====== Supplied text

Is Blogging Dead? Is Twitter the Future?
By Tom Chandler on Jun 4, 2007 in Business Blogging
“Google Says Blogging is Dead” one headline screams. BusinessWeek asserts blogs are being “Twitterized” — that long, thoughtful posts are being replaced by more mundane, shallow bursts of information.

So what’s really happening? Should my clients reconsider my advice to blog?
Trends, Hype and Blogging
First, a blog isn’t a holy relic with supernatural powers (as some in the blogosphere might suggest). Nor is it the Ultimate Marketing Tool business has long pined for.
A blog is simply a powerful, easy-to-use electronic publishing platform. They’re exceptional tools for small and medium-sized businesses, even if only used as one-way conduits for pushing information to customers and prospects.
They’re affordable, they’re responsive, and it doesn’t require an advanced course in nuclear physics to get something posted on the company site. Once an article is posted, blogs automatically help disseminate the information, amplifying its reach via RSS, e-mail, tags, links, etc.
So why are they dying?
What Blogs Aren’t
The answer, of course, is that blogs aren’t dying in any meaningful sense. New blogs are created every second, but not as many as before. In a hype-driven media, slowing growth apparently now equals impending death.
And let’s be clear — growth is slowing among personal blogs, and nobody with a half a brain is surprised by that. Most human beings are not writers, yet approximately 15.5 million of them thought they’d give it a try, thinking writing was a pleasant pastime, without strain or worry.

============
====== Excerpted records

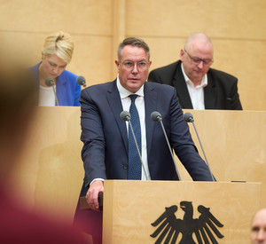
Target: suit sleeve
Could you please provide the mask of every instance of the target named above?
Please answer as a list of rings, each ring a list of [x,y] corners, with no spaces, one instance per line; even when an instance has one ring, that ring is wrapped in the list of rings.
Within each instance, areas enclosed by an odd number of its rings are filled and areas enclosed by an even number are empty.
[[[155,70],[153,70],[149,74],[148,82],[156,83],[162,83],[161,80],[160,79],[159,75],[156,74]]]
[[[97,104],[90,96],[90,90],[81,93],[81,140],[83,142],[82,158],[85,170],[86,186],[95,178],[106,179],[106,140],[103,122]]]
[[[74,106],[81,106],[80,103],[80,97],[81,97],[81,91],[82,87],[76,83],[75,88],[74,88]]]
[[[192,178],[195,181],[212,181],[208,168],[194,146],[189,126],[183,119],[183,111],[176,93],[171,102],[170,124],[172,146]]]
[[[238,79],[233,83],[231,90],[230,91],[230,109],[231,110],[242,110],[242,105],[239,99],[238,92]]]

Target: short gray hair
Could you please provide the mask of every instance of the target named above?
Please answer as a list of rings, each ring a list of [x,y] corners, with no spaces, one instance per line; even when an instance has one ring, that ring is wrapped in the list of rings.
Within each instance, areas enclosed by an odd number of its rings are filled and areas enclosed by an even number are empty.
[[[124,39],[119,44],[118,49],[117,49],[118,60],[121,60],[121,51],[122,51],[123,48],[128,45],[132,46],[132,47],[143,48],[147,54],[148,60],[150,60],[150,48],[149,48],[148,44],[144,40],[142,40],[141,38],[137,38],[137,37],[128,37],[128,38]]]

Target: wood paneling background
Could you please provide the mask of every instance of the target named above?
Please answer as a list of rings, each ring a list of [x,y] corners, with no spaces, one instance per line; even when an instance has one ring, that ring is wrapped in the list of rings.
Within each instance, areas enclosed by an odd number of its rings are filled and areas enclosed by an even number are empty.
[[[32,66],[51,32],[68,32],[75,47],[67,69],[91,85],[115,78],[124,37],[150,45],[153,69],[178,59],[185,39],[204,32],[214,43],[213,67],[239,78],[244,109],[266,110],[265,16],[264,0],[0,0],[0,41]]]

============
====== Excerpted records

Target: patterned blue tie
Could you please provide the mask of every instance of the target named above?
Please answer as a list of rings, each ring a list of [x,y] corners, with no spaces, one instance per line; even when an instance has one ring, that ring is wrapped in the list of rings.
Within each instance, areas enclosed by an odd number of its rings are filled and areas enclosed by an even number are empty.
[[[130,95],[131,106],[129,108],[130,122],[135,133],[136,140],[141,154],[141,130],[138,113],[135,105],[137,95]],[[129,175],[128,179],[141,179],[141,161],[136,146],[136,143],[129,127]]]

============

> **Complete the following**:
[1] List every means the blogging article names by which blogs amplify the reach of a posted article.
[2] Output the stretch of the blogging article from "Trends, Hype and" through "are they dying?".
The rows are separate material and are not part of the blogging article.

> **Answers to the tasks**:
[1] RSS, e-mail, tags, links

[2]
Trends, Hype and Blogging
First, a blog isn’t a holy relic with supernatural powers (as some in the blogosphere might suggest). Nor is it the Ultimate Marketing Tool business has long pined for.
A blog is simply a powerful, easy-to-use electronic publishing platform. They’re exceptional tools for small and medium-sized businesses, even if only used as one-way conduits for pushing information to customers and prospects.
They’re affordable, they’re responsive, and it doesn’t require an advanced course in nuclear physics to get something posted on the company site. Once an article is posted, blogs automatically help disseminate the information, amplifying its reach via RSS, e-mail, tags, links, etc.
So why are they dying?